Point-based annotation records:

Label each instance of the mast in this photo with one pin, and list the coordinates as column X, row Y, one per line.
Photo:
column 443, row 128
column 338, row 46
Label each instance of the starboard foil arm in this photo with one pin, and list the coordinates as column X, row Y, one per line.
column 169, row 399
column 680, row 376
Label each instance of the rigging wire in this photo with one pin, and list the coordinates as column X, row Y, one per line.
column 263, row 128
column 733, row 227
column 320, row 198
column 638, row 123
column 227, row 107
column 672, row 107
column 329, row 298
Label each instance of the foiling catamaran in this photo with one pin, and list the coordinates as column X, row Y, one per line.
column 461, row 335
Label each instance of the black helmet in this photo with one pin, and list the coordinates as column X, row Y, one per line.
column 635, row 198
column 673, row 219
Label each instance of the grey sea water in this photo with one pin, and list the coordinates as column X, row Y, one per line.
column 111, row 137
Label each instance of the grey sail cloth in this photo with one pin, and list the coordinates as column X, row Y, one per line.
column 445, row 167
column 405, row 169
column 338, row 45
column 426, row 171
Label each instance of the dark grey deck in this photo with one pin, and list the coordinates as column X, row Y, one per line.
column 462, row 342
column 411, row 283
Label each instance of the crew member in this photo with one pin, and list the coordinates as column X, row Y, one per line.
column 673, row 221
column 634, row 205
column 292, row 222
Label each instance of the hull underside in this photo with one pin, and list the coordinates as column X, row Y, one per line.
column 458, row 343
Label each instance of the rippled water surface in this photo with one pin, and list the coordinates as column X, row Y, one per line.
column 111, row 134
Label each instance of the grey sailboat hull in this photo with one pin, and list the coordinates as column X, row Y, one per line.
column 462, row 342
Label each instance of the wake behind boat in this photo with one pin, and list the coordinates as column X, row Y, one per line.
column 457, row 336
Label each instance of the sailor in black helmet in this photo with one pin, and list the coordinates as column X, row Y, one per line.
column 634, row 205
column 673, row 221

GIVEN REQUEST — Recast the records above as a two-column CSV with the header row instruction,points and one row per record. Enclose every field in double quotes, and replace line breaks inside a field with spaces.

THE REPLY —
instruction,points
"Label each instance of the mast in this photo with one pin, and list the coordinates as column X, row Y, one per line. Photo:","column 443, row 128 column 338, row 46"
"Label each instance of the starboard foil arm in this photo with one pin, and list the coordinates as column X, row Y, one per line.","column 169, row 399 column 680, row 376"
"Label each instance of the rigging wire in this photo with one pin, and list the coordinates as column X, row Y, one per line.","column 263, row 128 column 733, row 227 column 320, row 198 column 638, row 123 column 227, row 107 column 672, row 107 column 329, row 298"
"Label each instance of the foiling catamaran in this photo with one pin, and list the coordinates as column X, row Y, one per line.","column 461, row 335"
"Label each instance of the black helmet in this photo with one pin, and list the coordinates as column X, row Y, one per line.","column 635, row 198 column 673, row 219"
"Label each instance of the grey sea water in this photo with one pin, and list the coordinates as column X, row Y, one per line.","column 111, row 137"
"Label each instance of the grey sail cloth in this photo with one pin, and list the coordinates as column X, row Y, one per line.","column 445, row 167 column 405, row 169 column 338, row 45 column 426, row 171"
"Label each instance of the dark grey deck in this photo with one pin, and list the coordinates as column X, row Y, one per line.","column 462, row 342 column 411, row 283"
"Label each instance of the crew member in this photo with one pin, and list the coordinates as column X, row Y, one per line.","column 673, row 221 column 634, row 205 column 292, row 222"
"Label each instance of the hull underside in this photo with one pin, and list the coordinates as column X, row Y, one per line.","column 458, row 343"
"Label each instance of the rippled water surface in this photo with one pin, and list the coordinates as column X, row Y, one per line.","column 111, row 134"
"Label each instance of the grey sailboat hull in this photo with one pin, and list the coordinates as column X, row Y, one per line.","column 462, row 342"
"Label each instance of the wake behind boat in this photo with one pin, and list the coordinates as column X, row Y, one per line.","column 457, row 336"
"Label each instance of the sailor in black helmet in this photo with one pin, and list the coordinates as column X, row Y, one per line.","column 634, row 205 column 673, row 221"